> THE TASK:
Copy each of the entries below word for word.

:::::

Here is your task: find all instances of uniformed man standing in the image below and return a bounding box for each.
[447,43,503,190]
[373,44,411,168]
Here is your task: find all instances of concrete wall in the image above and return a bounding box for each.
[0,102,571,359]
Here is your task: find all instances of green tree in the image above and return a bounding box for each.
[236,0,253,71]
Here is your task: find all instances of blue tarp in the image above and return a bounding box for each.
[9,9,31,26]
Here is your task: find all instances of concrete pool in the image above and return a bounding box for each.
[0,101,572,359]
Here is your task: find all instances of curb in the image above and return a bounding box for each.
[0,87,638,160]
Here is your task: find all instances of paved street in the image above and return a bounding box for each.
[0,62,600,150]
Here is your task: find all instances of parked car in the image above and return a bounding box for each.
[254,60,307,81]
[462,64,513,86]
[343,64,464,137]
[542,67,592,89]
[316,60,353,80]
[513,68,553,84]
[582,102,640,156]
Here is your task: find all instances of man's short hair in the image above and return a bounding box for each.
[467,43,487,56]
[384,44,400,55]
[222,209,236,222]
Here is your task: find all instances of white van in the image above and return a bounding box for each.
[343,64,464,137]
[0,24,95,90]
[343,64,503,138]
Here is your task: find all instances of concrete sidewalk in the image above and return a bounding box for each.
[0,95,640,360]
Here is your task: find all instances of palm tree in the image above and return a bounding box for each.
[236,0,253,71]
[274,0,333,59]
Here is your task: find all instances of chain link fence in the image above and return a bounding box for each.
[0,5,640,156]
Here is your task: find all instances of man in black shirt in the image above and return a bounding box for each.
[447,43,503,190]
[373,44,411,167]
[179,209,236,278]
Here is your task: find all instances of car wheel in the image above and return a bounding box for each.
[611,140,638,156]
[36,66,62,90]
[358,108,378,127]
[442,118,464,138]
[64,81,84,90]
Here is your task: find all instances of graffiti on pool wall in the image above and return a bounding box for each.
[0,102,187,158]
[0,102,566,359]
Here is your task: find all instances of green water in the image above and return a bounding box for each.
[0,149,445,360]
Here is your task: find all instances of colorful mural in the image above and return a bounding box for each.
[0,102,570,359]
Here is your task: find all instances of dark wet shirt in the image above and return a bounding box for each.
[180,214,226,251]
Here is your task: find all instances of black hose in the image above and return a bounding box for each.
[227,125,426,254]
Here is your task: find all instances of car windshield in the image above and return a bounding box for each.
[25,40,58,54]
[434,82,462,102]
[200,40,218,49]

:::::

> IN RESPONSE:
Here is your task: find all instances of uniformed man standing in the image below and return a bounding box for each.
[447,43,503,190]
[373,44,411,168]
Here is your task: find all instances of concrete wall in the image above and return a bounding box for each.
[0,102,571,359]
Here is your task: find all instances of green tree in the image above and return a bounding box for each.
[236,0,253,71]
Here is your task: find all instances of blue tarp in the image above and return a bounding box for each.
[9,9,31,26]
Here is your task: find all instances of concrete pool in the image above and return a bounding box for each.
[0,101,572,359]
Here is your task: find all instances of curb in the image above and return a bounding box for each.
[0,87,638,160]
Here is your task: find all instances of paved street in the image above and return a bounding box for each.
[0,62,600,150]
Here is your task: find all instances of parked car in the image above and return a bounding box for each.
[254,60,307,81]
[462,64,513,86]
[343,64,464,137]
[542,67,592,89]
[316,60,353,80]
[513,68,553,84]
[582,102,640,156]
Here is your task: find all instances of man's short hair in the image above and return a bounding box for each.
[467,43,487,56]
[384,44,400,55]
[222,209,236,222]
Here is your task: find all instances of white van in the image above and return a bounding box for each.
[343,64,464,137]
[0,24,95,90]
[343,64,503,138]
Here is your task: find all instances of concrete sidewalk in the image above and return a bounding box for each.
[0,95,640,360]
Here is your task: find all instances of palm tree in the image above and return a bounding box for each.
[236,0,253,71]
[274,0,333,59]
Here is your task: find all instances of chain link fence in the image above and return a bounding box for each.
[0,5,640,156]
Here is your task: find all instances of man in black shirt in the image above and return a bounding box for each.
[447,43,503,190]
[373,44,411,167]
[179,209,236,278]
Here is your task: find all instances of car wheel in the image above and return a bounding box for each.
[611,140,638,156]
[36,66,62,90]
[358,108,378,127]
[442,118,464,138]
[64,81,84,90]
Here is your task: find all instances of graffiti on pool wall in the image above and return a bounding box for each.
[0,102,187,158]
[0,102,566,359]
Here is your task: find all instances of green water in the image above and return a bounding box for each.
[0,149,445,360]
Here is your task: find all instances of colorful mural in the image above and return a bounding box for each.
[0,102,570,359]
Here is your task: find all instances of dark wet shirt in the image above and return a bounding box for each.
[180,214,226,251]
Here is your task: find all instances of black hose in the image above and return a bounding box for each.
[227,125,426,254]
Here is your task: find all instances of car windshield in the image above and return a bounding box for each.
[25,40,58,54]
[434,82,462,102]
[200,40,218,49]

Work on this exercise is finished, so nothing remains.